• Required work
Lay out the part of the records below that opens with their first line and closes with the line containing "pixel 467 438", both ends included, as a Markdown table with the columns Row and Line. Number each line in Row and leave out blank lines.

• Dataset records
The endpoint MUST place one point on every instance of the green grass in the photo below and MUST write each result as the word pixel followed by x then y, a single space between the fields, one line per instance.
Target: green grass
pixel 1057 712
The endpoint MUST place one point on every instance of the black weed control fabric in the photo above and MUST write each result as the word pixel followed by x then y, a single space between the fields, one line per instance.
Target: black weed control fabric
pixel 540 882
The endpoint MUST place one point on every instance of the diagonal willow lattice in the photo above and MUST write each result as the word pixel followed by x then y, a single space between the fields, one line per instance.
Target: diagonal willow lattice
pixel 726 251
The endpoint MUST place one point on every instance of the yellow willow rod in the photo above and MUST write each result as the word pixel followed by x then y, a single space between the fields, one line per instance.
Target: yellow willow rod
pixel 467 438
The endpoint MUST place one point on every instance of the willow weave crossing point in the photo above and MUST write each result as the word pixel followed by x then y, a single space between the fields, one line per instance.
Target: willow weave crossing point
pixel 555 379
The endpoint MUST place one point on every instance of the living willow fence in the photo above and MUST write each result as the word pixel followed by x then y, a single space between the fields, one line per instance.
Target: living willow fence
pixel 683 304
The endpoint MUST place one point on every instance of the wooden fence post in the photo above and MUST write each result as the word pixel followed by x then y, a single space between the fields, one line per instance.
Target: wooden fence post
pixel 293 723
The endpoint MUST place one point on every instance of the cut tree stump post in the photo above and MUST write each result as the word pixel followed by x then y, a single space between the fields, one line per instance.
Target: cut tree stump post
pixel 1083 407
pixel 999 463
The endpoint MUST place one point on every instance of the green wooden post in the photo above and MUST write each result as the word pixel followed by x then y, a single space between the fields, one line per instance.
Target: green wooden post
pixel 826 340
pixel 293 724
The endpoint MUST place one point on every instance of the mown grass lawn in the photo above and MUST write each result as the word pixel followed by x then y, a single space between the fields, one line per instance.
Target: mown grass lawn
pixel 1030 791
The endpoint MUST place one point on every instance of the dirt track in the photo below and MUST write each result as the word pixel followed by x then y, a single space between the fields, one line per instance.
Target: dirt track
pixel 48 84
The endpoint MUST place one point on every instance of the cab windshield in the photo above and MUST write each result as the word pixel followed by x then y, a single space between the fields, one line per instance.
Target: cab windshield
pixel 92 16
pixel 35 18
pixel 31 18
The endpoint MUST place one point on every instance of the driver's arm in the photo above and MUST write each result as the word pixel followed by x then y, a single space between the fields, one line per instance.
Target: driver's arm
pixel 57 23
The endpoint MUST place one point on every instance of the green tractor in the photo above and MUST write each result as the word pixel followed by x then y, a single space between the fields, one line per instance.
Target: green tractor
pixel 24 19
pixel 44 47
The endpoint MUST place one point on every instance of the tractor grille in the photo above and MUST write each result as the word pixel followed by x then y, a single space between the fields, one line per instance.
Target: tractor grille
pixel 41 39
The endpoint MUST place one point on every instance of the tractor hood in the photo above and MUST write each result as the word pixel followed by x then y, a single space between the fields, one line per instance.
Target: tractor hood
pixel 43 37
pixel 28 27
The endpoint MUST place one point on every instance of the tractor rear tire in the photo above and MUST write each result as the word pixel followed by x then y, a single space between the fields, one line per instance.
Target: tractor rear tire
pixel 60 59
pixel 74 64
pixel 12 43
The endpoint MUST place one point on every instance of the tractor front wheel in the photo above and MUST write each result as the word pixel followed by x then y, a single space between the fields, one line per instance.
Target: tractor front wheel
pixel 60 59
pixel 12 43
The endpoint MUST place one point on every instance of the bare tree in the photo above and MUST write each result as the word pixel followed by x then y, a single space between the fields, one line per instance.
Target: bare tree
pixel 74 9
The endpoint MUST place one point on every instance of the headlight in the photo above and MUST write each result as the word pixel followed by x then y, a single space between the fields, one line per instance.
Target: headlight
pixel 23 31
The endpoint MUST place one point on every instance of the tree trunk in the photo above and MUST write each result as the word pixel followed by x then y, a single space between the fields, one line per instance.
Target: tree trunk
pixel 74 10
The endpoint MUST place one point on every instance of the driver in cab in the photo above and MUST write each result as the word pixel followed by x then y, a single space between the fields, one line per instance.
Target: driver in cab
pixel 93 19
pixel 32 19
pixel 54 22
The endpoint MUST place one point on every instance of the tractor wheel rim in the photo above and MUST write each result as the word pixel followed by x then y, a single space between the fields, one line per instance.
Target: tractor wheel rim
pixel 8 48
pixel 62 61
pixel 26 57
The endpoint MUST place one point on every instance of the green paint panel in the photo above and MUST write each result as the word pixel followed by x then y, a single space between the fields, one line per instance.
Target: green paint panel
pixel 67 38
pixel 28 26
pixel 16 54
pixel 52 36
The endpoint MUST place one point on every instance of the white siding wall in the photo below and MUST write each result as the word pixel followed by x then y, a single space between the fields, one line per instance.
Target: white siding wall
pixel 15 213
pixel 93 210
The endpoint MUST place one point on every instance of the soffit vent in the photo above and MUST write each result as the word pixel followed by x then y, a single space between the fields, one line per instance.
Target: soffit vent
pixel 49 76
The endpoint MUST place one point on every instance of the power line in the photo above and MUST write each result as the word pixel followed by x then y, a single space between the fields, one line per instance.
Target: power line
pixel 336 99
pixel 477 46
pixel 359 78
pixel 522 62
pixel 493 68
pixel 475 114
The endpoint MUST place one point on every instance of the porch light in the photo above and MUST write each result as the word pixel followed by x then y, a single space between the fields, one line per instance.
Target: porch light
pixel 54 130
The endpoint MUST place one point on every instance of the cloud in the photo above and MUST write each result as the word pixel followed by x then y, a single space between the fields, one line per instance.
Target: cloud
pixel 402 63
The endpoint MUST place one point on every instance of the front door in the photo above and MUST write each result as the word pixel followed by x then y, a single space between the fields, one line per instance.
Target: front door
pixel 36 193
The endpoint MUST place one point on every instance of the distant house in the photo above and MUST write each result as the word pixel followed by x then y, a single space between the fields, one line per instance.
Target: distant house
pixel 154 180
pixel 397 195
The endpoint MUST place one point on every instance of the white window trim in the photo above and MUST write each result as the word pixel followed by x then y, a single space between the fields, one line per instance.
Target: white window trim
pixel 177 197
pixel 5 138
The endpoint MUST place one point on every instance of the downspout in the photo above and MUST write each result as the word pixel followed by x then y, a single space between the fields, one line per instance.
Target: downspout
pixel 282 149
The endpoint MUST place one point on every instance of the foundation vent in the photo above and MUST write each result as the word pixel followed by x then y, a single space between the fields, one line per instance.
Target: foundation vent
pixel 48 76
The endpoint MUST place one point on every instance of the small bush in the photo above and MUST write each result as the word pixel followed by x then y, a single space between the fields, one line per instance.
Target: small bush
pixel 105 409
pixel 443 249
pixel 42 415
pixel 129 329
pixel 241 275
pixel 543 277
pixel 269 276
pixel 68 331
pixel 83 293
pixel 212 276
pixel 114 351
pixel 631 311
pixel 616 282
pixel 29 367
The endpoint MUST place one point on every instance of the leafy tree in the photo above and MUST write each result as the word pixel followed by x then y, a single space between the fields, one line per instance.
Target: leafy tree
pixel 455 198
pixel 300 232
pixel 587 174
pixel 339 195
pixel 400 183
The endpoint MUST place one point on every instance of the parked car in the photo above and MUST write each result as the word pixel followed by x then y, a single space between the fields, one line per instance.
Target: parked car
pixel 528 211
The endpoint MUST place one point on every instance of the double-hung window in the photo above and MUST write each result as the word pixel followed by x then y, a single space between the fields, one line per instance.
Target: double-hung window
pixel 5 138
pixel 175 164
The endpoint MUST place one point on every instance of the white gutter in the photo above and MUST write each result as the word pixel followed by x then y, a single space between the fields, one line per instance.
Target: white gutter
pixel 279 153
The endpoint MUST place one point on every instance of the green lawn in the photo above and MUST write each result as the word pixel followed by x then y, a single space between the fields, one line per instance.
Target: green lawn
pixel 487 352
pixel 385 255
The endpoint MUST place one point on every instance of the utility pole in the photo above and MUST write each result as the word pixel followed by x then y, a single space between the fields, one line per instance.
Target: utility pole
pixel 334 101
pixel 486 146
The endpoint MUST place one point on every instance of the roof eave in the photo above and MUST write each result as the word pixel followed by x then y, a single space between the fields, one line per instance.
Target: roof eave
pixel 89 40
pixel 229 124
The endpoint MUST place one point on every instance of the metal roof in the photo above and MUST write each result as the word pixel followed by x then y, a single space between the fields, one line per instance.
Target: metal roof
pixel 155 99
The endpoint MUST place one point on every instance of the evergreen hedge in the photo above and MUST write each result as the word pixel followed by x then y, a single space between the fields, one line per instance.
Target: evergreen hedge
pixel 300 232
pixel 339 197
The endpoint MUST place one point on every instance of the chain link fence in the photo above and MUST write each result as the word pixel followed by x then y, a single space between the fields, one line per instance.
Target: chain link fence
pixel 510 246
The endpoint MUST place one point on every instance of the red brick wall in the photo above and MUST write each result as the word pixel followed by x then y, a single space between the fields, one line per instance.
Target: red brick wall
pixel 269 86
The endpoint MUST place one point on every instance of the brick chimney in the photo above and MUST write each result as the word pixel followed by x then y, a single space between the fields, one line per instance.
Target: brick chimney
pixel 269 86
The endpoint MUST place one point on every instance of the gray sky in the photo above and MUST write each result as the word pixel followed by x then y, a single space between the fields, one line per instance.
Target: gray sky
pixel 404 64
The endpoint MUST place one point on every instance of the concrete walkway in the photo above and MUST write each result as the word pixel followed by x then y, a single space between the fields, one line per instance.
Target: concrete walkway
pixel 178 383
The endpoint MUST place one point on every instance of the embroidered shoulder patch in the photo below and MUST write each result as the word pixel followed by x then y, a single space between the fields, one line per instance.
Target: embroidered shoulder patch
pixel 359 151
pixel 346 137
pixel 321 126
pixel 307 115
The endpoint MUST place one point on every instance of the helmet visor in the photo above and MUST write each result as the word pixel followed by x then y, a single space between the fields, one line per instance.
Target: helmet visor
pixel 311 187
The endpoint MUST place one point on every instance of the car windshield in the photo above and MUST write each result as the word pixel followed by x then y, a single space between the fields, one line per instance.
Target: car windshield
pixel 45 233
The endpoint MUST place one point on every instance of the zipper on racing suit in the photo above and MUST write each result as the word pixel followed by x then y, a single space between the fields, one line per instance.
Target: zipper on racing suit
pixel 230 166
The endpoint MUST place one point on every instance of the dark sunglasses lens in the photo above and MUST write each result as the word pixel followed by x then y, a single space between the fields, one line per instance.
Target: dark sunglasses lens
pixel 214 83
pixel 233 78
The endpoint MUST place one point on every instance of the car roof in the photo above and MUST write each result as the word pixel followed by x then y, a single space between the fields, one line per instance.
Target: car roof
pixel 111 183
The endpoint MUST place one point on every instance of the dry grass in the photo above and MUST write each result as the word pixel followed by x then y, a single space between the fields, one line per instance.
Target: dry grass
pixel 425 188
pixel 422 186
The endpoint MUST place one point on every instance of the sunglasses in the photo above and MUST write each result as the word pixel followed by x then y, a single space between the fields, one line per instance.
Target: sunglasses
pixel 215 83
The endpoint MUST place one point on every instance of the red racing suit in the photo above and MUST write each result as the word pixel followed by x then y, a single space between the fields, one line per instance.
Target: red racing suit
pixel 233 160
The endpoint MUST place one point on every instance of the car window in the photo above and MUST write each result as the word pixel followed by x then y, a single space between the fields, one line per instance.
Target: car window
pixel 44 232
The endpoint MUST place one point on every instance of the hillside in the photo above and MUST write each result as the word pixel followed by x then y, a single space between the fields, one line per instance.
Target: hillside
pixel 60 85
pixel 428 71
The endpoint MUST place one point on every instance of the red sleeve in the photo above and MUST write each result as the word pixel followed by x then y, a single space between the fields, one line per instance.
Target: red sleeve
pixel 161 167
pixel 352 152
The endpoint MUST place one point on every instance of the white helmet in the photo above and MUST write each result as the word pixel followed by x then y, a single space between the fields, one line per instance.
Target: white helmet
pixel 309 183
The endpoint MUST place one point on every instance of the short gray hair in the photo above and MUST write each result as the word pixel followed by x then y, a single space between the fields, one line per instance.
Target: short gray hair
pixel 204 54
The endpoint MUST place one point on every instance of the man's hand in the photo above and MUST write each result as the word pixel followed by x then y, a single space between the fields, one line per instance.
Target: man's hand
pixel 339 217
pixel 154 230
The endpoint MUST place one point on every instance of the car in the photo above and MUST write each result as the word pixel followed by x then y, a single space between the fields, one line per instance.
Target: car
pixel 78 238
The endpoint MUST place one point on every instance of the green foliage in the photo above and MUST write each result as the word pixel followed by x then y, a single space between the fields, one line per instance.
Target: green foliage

• Problem solution
| Row | Line |
|---|---|
| 1 | The endpoint MUST place one point on every instance of the green grass in the photo below and MUST write each result as the word pixel followed by x then y, a single space between the fields, one line per instance. |
| 2 | Target: green grass |
| 3 | pixel 1057 712 |
| 4 | The endpoint MUST place one point on every instance of the black weed control fabric in the photo above and MUST write each result as the word pixel followed by x then y, a single space between the fields, one line per instance. |
| 5 | Target: black weed control fabric |
| 6 | pixel 540 882 |
| 7 | The endpoint MUST place one point on every instance of the diagonal willow lattice in the photo above and MUST write each result as the word pixel followed by x then y, a single space between the fields, one line per instance. |
| 8 | Target: diagonal willow lattice |
| 9 | pixel 726 251 |
| 10 | The endpoint MUST place one point on every instance of the yellow willow rod in the photo above and MUST write each result as the word pixel followed by x then y, a single space between the fields, one line per instance. |
| 11 | Target: yellow willow rod |
| 12 | pixel 467 438 |